(Records from a data source)
*** Block opens ***
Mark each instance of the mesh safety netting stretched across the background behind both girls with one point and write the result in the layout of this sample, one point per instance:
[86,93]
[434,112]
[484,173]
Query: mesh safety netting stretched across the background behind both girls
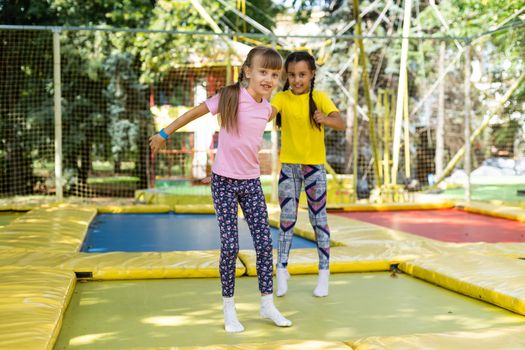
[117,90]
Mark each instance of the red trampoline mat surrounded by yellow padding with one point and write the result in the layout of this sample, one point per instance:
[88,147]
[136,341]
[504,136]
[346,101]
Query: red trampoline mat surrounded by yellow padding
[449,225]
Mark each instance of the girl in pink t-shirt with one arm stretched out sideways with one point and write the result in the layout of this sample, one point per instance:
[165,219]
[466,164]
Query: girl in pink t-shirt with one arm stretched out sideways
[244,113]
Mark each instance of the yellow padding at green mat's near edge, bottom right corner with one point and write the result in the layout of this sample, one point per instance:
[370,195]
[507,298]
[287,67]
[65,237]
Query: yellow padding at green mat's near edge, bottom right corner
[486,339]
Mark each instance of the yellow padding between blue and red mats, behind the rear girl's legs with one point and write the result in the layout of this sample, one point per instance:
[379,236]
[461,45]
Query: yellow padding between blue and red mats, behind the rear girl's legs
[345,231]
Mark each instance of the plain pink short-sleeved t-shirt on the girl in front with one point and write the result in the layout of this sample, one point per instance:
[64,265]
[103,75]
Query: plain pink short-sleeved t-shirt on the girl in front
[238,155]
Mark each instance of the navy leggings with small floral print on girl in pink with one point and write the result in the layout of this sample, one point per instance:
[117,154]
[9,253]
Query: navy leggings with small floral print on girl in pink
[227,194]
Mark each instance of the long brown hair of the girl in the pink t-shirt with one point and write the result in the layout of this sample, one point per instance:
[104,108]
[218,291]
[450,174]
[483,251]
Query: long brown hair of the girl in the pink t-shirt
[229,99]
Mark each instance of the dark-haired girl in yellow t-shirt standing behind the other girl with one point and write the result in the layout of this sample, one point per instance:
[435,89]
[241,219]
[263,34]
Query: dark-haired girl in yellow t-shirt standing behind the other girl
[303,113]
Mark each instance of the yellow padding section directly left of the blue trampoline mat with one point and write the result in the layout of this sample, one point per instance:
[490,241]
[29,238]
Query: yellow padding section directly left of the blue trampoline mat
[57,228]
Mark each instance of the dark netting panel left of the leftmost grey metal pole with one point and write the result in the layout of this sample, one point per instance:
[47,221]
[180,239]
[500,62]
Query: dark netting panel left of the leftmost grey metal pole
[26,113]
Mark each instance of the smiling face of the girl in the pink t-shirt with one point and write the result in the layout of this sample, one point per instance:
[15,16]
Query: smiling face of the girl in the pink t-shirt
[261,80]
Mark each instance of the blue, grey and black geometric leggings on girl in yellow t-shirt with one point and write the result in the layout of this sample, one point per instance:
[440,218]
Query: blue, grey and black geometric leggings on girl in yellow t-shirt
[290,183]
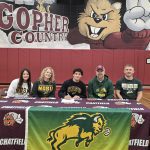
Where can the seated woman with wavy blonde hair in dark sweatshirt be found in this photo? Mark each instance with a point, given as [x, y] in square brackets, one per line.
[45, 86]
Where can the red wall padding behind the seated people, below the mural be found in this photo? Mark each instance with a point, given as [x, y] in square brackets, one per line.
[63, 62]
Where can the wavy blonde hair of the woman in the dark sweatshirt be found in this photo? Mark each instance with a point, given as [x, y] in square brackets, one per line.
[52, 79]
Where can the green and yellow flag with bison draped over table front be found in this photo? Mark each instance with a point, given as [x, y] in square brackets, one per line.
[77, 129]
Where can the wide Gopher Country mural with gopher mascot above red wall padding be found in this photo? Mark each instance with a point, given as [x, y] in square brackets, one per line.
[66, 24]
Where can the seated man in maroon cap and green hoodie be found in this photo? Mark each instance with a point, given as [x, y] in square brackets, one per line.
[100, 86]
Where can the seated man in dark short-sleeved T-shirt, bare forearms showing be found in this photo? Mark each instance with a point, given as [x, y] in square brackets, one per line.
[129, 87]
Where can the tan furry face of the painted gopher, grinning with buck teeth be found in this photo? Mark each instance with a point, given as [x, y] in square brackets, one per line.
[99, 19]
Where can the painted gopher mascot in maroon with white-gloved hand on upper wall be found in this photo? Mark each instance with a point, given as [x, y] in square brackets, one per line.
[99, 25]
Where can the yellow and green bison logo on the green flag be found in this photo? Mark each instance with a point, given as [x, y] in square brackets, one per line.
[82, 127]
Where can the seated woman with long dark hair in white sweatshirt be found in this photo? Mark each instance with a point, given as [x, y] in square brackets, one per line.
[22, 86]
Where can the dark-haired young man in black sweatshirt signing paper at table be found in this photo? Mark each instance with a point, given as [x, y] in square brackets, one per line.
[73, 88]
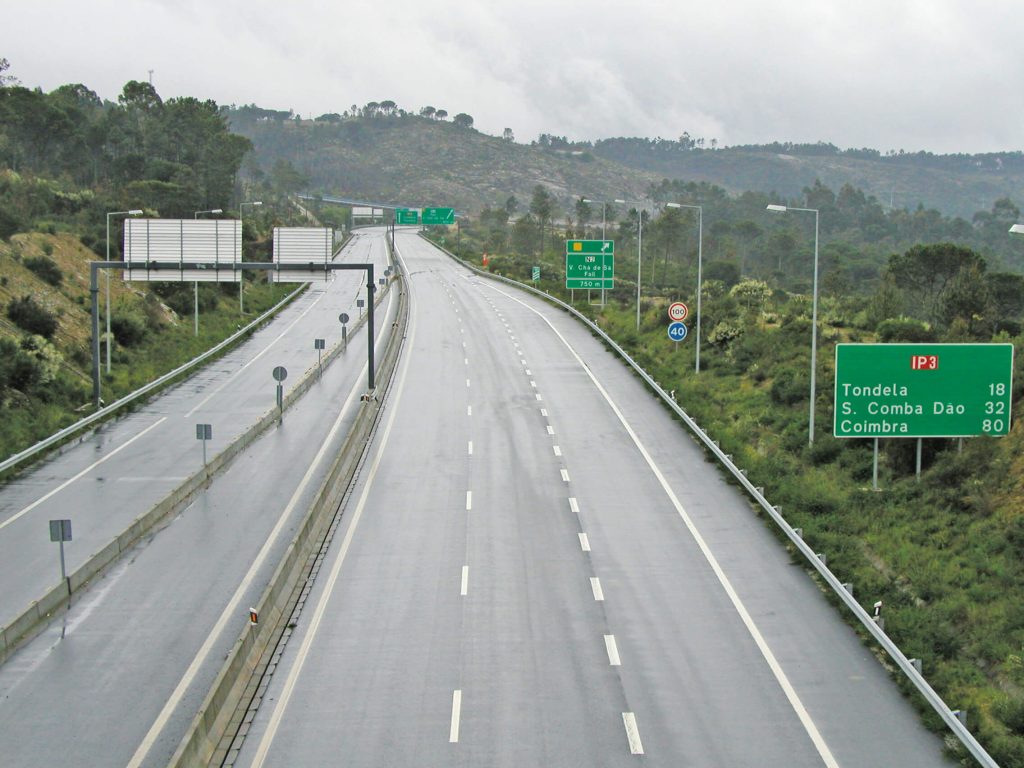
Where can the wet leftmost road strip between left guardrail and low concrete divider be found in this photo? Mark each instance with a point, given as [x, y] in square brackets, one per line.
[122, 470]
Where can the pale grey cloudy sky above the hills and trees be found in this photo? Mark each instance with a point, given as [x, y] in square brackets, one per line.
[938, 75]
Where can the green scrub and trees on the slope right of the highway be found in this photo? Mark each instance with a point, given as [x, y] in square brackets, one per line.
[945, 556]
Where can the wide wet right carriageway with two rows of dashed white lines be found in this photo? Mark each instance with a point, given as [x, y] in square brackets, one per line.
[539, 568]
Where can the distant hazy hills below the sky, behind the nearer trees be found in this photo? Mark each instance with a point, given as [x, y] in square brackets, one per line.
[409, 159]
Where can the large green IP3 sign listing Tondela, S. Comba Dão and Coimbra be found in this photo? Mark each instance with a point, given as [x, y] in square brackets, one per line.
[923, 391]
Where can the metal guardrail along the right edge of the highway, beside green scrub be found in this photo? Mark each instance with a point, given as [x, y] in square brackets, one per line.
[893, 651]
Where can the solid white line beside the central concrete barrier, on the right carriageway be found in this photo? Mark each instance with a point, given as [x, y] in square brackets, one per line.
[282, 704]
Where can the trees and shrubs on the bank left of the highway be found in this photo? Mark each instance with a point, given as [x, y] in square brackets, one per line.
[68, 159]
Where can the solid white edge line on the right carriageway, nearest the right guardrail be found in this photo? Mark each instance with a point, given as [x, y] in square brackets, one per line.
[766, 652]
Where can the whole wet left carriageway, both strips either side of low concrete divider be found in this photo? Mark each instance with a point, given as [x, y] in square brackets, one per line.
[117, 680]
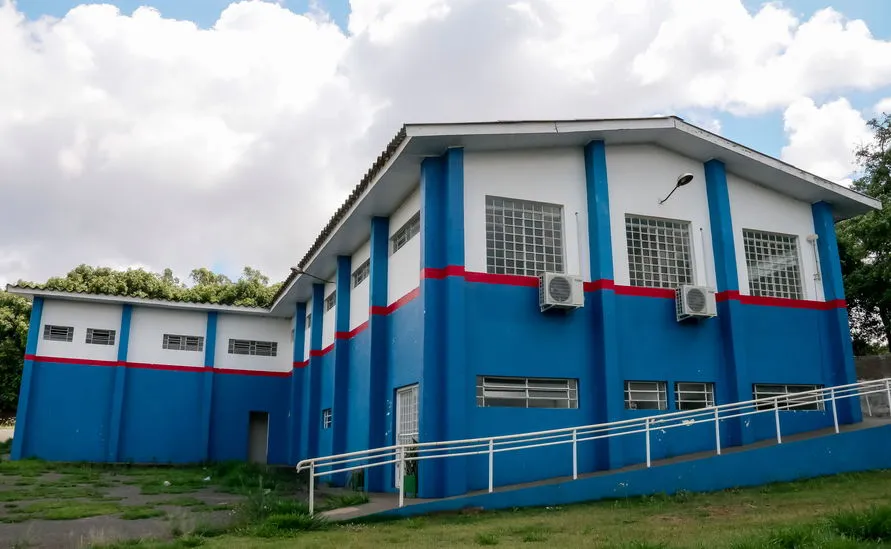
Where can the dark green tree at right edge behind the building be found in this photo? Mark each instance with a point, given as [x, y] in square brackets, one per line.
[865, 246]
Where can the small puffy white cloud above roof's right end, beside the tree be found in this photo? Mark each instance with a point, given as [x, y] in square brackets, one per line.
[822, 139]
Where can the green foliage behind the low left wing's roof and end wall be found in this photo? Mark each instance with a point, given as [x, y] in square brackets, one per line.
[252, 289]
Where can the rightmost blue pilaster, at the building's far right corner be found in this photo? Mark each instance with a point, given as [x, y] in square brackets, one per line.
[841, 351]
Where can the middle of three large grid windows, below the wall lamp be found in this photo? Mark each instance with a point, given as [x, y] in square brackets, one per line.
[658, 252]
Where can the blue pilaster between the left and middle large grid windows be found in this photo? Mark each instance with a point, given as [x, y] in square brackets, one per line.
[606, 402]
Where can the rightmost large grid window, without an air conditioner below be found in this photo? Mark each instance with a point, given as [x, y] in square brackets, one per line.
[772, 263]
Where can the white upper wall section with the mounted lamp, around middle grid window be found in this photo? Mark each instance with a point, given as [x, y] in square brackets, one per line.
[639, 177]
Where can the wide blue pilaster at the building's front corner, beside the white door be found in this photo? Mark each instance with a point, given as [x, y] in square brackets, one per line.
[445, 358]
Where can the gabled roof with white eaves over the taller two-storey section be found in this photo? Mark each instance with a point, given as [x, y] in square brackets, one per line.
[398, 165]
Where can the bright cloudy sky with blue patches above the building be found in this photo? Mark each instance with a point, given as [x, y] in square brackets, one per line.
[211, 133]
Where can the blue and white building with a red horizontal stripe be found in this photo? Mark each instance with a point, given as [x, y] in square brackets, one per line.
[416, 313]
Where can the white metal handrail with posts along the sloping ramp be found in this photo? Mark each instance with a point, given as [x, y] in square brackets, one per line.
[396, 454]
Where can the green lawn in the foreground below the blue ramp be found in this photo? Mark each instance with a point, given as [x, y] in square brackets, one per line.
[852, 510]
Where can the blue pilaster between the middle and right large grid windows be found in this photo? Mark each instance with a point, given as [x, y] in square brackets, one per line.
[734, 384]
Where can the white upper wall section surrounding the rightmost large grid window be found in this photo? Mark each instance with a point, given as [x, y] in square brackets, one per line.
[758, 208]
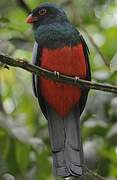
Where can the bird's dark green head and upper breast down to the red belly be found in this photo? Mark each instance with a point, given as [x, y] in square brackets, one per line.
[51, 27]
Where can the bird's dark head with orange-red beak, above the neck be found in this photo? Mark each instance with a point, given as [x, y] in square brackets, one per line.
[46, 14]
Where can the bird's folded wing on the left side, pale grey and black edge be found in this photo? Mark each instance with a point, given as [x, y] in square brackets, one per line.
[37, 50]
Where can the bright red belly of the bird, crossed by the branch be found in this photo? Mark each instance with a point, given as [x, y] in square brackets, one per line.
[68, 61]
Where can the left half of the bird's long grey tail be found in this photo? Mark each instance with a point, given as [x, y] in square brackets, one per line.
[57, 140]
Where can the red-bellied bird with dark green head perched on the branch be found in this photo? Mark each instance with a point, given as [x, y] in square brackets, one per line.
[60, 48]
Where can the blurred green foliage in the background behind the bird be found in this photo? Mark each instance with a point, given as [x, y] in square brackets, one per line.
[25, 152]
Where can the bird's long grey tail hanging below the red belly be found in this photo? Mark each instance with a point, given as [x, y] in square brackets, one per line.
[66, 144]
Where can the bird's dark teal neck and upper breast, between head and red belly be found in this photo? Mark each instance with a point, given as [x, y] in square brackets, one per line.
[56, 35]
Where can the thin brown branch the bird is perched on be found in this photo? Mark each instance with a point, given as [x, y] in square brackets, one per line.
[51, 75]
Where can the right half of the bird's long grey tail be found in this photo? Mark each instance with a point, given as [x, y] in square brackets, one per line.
*** Block closes ***
Problem requirements:
Copy out the line holding "Where can the bird's long". Then copy every later line of the data, unchanged, through the last one.

Response to the task:
Where can the bird's long grey tail hanging below the red belly be found in this photo? Mark each instance with a point, given as [x, y] in square brackets, one per line.
[66, 144]
Where can the bird's dark teal neck and upper breast, between head and red belly be found in this photo? Mark each instance with a point, given as [x, y] in square brackets, one per line.
[56, 35]
Where can the thin brown branch the bird is perched on be found in this photo? Mark each instance with a point, given as [x, y] in square brackets, one per line.
[51, 75]
Where can the right half of the bird's long grey tail be found in this photo? Mark each instance with a point, given as [x, y] in square brackets, one per line.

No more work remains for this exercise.